** Opening Source passage block **
In addition, Boyan and her colleagues have investigated the use of biologics for reconstructive surgery in other parts of the face, such as the cheekbone area, and the reconstruction of cartilage in the ears and nose.

Recently, she began collaborative work with the craniofacial plastic surgery department of Children’s Healthcare of Atlanta (CHOA). A medical resident from CHOA is working in Boyan’s lab, applying her research findings to the development of new materials for reconstructive plastic surgery in children. Researchers are also collaborating on research to find the causes of birth defects in the jaw.

Boyan also recently received a four-year NIH grant to study cell-surface interactions with materials and the mechanisms involved in healing. She is collaborating with Professor of Materials Science and Engineering Rina Tannenbaum.

Among the research milestones in her dental-oriented studies, Boyan cites:

  • The discovery in the past year that cells from males and females respond differently to biomaterials, which has implications for treatment and recovery.

  • The finding that cells can sense the shapes of things at the micro and nano levels. Their responses to these shapes can affect other cells nearby, which can, in turn, affect how fast and how well tissue will heal. Researchers want to understand why this phenomenon occurs and hope that information will improve the design of dental implants.

    Health and ergonomics

    In addition to improving dental equipment and techniques, GTRI is also investigating health issues.

    For example, nanoparticles are now being used in some dental composite and filling materials. Nanoparticles raise concerns for both patients and dentists.

    “When it comes to nanotech safety, few health studies have been done, and the ones that have been conducted aren’t interdisciplinary,” says Charlene Bayer, a principal research scientist at GTRI.

    In addition, existing research has looked at how humans respond to ultra-fine atmospheric particles, which are not the same as engineered nanoparticles, Bayer notes.
** Closing Source passage block **
** Opening Supplied records block **
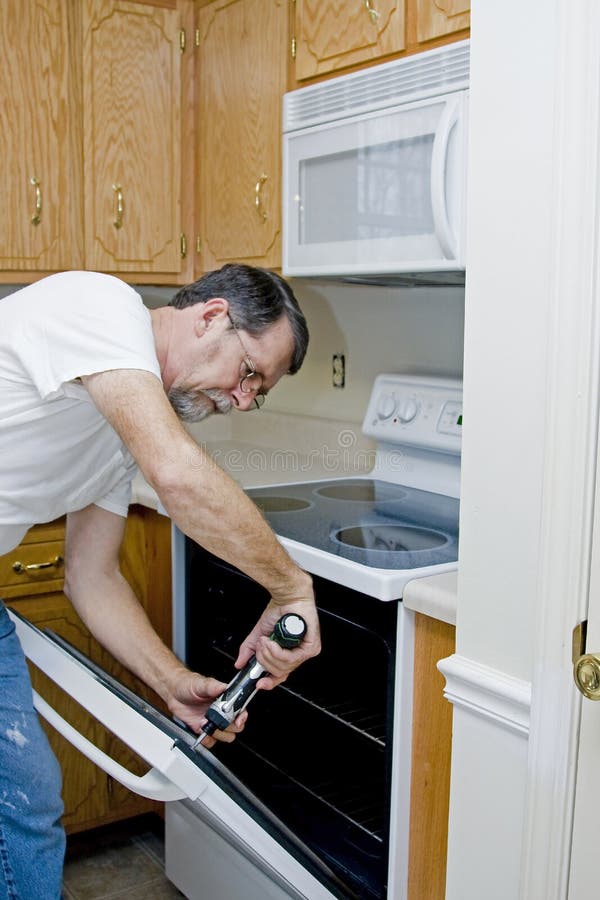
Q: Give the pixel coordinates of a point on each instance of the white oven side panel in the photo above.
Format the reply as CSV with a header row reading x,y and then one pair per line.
x,y
203,862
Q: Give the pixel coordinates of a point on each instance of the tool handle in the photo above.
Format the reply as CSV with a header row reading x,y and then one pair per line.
x,y
288,633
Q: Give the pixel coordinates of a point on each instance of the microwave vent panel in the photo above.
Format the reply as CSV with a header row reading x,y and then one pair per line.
x,y
405,80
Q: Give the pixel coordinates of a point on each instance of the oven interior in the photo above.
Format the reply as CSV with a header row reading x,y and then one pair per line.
x,y
317,750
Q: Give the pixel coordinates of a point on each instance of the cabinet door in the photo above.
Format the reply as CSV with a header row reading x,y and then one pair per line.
x,y
241,80
333,34
40,171
132,137
437,18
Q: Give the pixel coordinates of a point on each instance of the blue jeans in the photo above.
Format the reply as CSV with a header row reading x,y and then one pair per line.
x,y
32,841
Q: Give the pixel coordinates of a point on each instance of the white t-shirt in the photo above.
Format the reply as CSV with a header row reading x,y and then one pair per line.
x,y
57,453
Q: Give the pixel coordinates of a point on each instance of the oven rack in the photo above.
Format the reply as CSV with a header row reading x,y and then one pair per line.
x,y
356,807
370,725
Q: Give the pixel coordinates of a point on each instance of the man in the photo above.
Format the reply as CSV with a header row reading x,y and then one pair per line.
x,y
92,384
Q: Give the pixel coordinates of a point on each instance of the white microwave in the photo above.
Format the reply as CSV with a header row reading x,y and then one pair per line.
x,y
374,169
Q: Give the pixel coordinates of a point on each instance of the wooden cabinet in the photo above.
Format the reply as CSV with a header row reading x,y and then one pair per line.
x,y
335,34
40,160
96,155
332,35
241,77
90,796
431,752
132,137
439,18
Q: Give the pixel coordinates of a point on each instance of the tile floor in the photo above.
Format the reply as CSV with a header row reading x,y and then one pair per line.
x,y
124,861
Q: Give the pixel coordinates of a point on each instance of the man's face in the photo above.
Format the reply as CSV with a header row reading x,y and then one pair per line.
x,y
193,406
209,376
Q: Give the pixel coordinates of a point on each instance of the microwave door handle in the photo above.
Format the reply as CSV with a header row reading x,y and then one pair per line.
x,y
439,155
153,784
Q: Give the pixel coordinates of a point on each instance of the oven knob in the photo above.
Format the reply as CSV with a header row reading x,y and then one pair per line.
x,y
407,410
386,406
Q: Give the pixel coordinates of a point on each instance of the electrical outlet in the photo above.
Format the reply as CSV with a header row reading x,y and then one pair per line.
x,y
338,370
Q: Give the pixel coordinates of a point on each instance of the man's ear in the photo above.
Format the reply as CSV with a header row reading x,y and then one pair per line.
x,y
209,313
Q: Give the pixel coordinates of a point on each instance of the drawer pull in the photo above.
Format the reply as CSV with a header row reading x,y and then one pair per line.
x,y
35,567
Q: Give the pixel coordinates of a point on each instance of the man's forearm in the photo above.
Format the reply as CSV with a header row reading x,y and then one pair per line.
x,y
208,506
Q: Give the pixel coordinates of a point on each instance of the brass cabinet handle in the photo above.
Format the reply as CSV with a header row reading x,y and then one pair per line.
x,y
118,222
373,14
35,567
37,216
257,198
586,672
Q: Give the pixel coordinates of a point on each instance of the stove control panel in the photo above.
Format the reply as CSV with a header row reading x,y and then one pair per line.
x,y
418,410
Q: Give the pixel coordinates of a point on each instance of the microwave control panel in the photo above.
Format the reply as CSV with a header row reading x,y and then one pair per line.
x,y
417,410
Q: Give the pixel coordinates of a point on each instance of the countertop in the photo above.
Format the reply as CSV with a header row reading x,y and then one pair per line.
x,y
259,454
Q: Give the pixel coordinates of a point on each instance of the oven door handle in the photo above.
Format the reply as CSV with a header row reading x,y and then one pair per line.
x,y
153,785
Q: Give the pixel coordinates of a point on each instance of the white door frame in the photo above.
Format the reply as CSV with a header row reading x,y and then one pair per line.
x,y
535,109
573,379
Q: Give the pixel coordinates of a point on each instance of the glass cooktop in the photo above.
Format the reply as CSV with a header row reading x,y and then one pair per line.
x,y
364,520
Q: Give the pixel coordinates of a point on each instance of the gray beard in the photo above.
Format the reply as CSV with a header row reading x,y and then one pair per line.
x,y
193,406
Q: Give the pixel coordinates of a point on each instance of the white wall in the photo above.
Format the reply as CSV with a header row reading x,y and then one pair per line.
x,y
378,329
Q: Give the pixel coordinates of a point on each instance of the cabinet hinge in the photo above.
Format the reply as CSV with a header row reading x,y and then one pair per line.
x,y
579,641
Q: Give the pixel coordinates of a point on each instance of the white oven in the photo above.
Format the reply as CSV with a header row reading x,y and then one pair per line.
x,y
312,801
328,753
375,170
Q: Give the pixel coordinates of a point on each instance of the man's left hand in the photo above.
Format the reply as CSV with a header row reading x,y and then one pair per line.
x,y
191,695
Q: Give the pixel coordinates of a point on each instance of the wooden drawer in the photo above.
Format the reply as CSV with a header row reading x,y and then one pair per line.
x,y
32,568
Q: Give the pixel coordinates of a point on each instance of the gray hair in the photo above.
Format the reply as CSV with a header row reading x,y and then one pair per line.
x,y
257,298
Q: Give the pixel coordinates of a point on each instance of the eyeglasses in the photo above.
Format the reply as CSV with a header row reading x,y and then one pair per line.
x,y
252,381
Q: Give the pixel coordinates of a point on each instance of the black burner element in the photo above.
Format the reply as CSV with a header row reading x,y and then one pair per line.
x,y
272,503
394,538
361,491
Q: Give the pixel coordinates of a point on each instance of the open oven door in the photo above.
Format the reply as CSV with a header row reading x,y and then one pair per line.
x,y
177,772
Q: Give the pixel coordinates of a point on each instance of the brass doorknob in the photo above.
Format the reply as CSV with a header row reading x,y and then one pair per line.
x,y
586,672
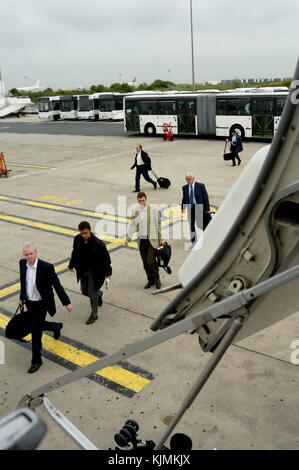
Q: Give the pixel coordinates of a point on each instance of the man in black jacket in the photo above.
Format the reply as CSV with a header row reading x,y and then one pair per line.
x,y
92,262
236,146
143,165
196,199
37,281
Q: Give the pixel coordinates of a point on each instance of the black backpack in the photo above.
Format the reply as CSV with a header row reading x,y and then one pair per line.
x,y
163,257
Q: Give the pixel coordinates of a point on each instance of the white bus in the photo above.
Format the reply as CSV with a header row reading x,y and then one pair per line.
x,y
69,107
49,107
107,106
84,106
255,114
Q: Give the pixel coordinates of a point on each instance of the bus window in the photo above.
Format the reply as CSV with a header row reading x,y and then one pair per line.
x,y
262,106
221,107
147,107
186,106
280,102
119,102
233,107
167,107
106,104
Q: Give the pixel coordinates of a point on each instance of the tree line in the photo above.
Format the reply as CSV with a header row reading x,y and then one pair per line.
x,y
157,85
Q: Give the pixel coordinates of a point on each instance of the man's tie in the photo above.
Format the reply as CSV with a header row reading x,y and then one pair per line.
x,y
191,197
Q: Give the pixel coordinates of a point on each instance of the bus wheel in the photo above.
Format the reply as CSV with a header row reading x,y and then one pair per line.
x,y
239,128
150,130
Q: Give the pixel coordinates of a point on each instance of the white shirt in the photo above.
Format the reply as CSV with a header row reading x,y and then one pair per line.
x,y
142,223
193,187
31,290
139,159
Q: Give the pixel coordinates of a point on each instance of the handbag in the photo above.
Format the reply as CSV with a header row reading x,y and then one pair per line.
x,y
15,325
163,257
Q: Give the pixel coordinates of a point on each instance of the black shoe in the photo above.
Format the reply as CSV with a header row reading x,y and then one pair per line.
x,y
34,367
148,285
91,320
100,300
58,331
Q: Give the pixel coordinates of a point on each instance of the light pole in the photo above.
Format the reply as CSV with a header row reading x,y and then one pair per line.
x,y
192,50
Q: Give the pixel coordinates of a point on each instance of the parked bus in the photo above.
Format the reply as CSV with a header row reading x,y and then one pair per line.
x,y
255,114
107,106
49,107
84,106
69,107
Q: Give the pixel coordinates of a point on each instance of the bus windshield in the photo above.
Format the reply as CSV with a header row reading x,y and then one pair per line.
x,y
84,103
106,103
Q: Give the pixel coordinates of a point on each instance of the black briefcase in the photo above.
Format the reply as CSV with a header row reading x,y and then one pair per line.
x,y
162,182
15,328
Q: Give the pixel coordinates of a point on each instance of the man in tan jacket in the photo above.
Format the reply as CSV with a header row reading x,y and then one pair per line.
x,y
147,223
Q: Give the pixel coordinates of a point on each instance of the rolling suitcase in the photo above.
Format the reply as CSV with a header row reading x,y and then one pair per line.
x,y
162,182
227,156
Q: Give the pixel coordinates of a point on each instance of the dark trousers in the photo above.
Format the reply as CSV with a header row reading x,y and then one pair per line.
x,y
197,217
142,170
234,157
148,257
90,287
32,321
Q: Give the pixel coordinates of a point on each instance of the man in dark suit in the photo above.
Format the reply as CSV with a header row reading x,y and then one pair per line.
x,y
196,199
143,165
92,262
37,281
236,146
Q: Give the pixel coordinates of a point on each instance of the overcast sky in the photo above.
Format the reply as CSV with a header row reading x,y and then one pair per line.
x,y
66,43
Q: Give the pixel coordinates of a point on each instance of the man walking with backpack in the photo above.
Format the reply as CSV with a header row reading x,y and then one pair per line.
x,y
143,165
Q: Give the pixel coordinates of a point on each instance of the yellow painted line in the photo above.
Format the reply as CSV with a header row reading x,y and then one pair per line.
x,y
41,225
27,165
82,358
105,216
42,204
10,290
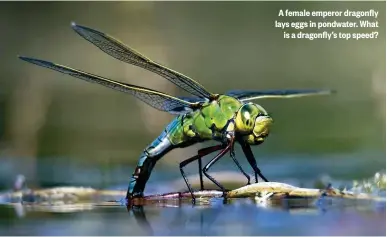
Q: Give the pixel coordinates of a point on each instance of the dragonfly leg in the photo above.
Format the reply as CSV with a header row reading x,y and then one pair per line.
x,y
232,154
212,162
201,153
253,163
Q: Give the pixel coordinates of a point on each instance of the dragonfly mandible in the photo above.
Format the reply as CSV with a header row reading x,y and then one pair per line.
x,y
226,118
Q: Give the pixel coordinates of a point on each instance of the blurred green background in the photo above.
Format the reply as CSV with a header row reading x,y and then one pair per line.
x,y
59,130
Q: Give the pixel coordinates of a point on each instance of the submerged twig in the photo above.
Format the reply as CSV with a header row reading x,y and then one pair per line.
x,y
272,193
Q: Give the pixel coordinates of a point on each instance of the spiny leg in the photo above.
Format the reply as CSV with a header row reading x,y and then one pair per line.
x,y
232,154
212,162
201,174
201,153
253,163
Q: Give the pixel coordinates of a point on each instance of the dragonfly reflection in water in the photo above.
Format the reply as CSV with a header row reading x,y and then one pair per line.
x,y
225,118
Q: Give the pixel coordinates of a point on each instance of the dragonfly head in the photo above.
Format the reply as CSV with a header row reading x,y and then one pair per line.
x,y
253,123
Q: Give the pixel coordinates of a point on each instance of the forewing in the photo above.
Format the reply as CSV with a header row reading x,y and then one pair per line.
x,y
153,98
245,95
122,52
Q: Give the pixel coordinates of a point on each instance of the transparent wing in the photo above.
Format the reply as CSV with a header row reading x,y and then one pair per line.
x,y
245,95
193,99
153,98
122,52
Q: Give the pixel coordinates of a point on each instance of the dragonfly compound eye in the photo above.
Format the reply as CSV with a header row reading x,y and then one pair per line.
x,y
246,117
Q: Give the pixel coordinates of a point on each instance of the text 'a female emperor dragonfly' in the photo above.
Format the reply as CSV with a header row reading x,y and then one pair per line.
x,y
225,118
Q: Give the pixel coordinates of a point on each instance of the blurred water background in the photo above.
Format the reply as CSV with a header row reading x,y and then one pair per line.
x,y
57,130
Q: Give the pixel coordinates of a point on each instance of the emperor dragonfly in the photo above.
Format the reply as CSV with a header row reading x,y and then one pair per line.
x,y
226,118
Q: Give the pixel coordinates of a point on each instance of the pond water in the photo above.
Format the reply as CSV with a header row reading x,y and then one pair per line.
x,y
239,218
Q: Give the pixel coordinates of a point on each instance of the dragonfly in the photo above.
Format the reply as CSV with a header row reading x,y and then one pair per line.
x,y
227,118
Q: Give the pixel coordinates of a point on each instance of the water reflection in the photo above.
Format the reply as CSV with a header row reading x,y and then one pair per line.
x,y
237,217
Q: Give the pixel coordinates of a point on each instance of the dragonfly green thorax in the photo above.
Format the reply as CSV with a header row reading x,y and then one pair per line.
x,y
253,123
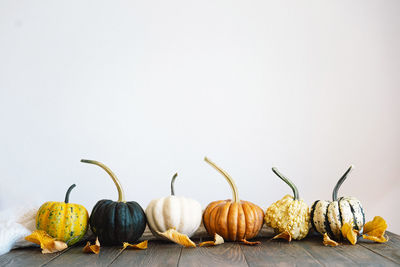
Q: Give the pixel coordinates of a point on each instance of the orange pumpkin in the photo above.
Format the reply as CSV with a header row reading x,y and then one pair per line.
x,y
234,219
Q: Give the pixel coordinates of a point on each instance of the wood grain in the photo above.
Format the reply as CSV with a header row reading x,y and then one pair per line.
x,y
309,251
227,254
389,250
158,253
327,256
28,257
277,253
75,257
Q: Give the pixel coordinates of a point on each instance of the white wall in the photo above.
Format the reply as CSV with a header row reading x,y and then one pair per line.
x,y
151,87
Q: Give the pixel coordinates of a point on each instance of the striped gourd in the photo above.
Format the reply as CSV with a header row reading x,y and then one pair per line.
x,y
329,217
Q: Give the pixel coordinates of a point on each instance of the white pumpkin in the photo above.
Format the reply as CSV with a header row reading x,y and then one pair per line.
x,y
181,213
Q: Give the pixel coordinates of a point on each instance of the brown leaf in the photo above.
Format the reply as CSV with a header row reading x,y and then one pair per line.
x,y
92,248
329,242
178,238
284,235
249,243
375,230
349,233
46,242
218,240
141,245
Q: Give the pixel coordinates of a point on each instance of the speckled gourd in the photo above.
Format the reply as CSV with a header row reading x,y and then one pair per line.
x,y
63,220
290,213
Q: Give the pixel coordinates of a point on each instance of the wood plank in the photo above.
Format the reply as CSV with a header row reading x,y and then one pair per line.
x,y
227,254
76,257
277,253
364,256
389,250
31,256
158,253
327,256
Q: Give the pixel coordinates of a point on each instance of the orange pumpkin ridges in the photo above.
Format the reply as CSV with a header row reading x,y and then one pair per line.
x,y
234,219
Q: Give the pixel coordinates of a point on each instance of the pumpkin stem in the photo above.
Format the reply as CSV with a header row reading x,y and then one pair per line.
x,y
121,195
68,192
235,193
172,184
290,183
340,182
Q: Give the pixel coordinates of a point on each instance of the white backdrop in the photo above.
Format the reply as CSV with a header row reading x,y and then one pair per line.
x,y
151,87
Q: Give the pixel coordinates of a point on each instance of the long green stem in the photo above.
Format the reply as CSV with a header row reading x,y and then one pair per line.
x,y
69,192
172,184
235,193
290,183
121,195
340,182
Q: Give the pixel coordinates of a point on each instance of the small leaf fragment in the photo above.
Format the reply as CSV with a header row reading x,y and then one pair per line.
x,y
375,230
141,245
92,248
47,243
218,240
349,233
284,235
329,242
250,243
378,239
178,238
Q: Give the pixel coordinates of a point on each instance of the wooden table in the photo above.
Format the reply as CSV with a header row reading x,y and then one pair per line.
x,y
309,251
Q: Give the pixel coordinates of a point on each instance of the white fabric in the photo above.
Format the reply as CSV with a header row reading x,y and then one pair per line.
x,y
15,224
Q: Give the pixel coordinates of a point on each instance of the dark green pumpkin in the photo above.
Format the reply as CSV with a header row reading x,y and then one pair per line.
x,y
115,222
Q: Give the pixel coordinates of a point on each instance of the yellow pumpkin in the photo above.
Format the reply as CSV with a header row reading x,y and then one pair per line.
x,y
62,220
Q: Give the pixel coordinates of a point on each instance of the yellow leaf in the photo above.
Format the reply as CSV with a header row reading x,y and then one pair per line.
x,y
46,242
375,230
249,243
141,245
378,239
329,242
218,240
349,233
178,238
284,235
92,248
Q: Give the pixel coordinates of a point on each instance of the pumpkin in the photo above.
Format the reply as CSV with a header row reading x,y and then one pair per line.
x,y
329,217
62,220
235,219
115,222
173,212
289,214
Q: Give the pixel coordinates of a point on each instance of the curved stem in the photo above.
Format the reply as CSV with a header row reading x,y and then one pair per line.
x,y
235,193
340,182
121,195
172,184
68,192
289,183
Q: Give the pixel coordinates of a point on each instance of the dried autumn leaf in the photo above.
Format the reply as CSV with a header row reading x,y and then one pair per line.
x,y
349,233
218,240
284,235
178,238
92,248
329,242
249,243
375,230
141,245
378,239
47,243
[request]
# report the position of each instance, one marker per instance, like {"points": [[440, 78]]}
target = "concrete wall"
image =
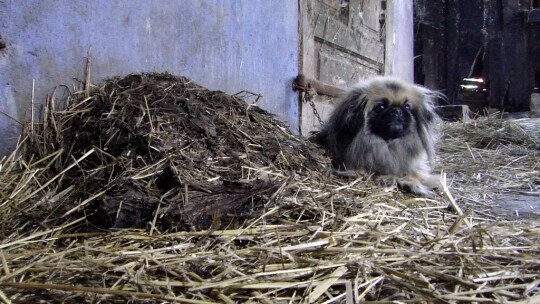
{"points": [[400, 40], [230, 45]]}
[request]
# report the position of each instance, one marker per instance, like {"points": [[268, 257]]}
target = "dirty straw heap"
{"points": [[151, 188]]}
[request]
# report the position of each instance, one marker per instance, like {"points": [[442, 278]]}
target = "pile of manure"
{"points": [[162, 150], [152, 189]]}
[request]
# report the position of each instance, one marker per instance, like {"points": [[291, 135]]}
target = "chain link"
{"points": [[309, 94]]}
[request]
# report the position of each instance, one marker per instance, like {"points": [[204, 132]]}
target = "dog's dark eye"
{"points": [[407, 106], [379, 108]]}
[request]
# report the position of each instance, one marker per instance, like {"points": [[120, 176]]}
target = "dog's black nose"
{"points": [[396, 112]]}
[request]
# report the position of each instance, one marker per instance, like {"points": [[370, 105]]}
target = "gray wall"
{"points": [[231, 45], [400, 40]]}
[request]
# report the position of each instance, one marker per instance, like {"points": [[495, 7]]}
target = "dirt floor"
{"points": [[152, 189]]}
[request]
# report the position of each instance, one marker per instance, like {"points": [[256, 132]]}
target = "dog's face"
{"points": [[390, 108], [383, 126]]}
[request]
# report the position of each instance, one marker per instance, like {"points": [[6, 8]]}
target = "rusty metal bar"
{"points": [[303, 83]]}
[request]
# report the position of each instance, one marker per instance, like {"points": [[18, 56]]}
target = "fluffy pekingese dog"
{"points": [[386, 127]]}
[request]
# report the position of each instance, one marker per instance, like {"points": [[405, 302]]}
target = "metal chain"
{"points": [[309, 94]]}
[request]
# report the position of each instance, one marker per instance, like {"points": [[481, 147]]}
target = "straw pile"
{"points": [[150, 188]]}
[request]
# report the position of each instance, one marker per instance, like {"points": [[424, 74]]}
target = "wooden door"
{"points": [[342, 42]]}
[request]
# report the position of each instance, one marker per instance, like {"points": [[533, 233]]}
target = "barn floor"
{"points": [[213, 202]]}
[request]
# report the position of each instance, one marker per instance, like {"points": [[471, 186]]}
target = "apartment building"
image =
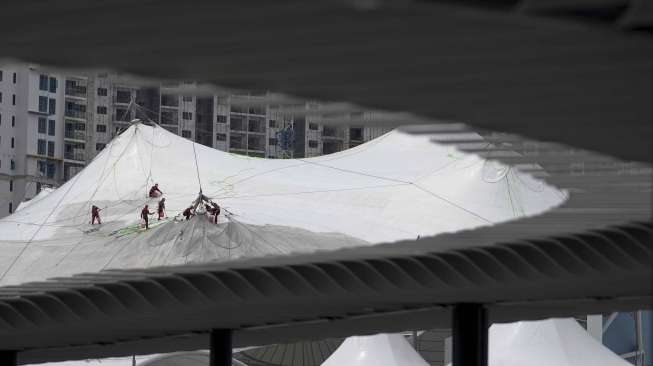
** Closing Supplied records block **
Your tasks:
(a) In the passage on Boyan's research, who is Boyan's collaborator on her four-year NIH grant?
(b) Using the passage on Boyan's research, explain why Charlene Bayer considers the existing health research on nanotech safety inadequate.
(c) Write a continuation of the passage on Boyan's research and GTRI's health studies, beginning after its final sentence.

Responses for each task:
(a) Rina Tannenbaum, Professor of Materials Science and Engineering.

(b) Few health studies have been done, and the ones that exist aren't interdisciplinary. The existing research also looked at how humans respond to ultra-fine atmospheric particles, which are not the same as engineered nanoparticles.

(c)
    “These particles may be similar in size, but there’s a huge difference,” she says, adding that ultra-fine particles are heterogeneous. “They have different surface characteristics, which makes them more difficult to dissolve in the body. In contrast, engineered nanoparticles are homogenous and designed to be highly reactive. That’s why they work. Yet the very characteristics that help nanoparticles perform could also make them dangerous to people and the environment.”

    Designing instrumentation to measure engineered nanoparticles is one area where GTRI can help. “Besides possessing expertise in nanotechnology and environmental sciences, we have experts in building and integrating systems,” Bayer says. “And when it comes to understanding nanoparticles, that holistic view is critical.”

    Ergonomics is becoming another hot button as more dentists and dental assistants complain of musculoskeletal problems and repetitive stress disorders like carpal tunnel syndrome.

    “A lot of these problems can be traced to the design of dental tools and dentists’ posture while using them,” says Brad Fain, a senior research scientist in GTRI’s Electronic Systems Laboratory. “This is an area where GTRI can really contribute. Because of our work in other industries, we understand the importance of designing tools that reduce grip forces, awkward wrist postures and joint vibrations.”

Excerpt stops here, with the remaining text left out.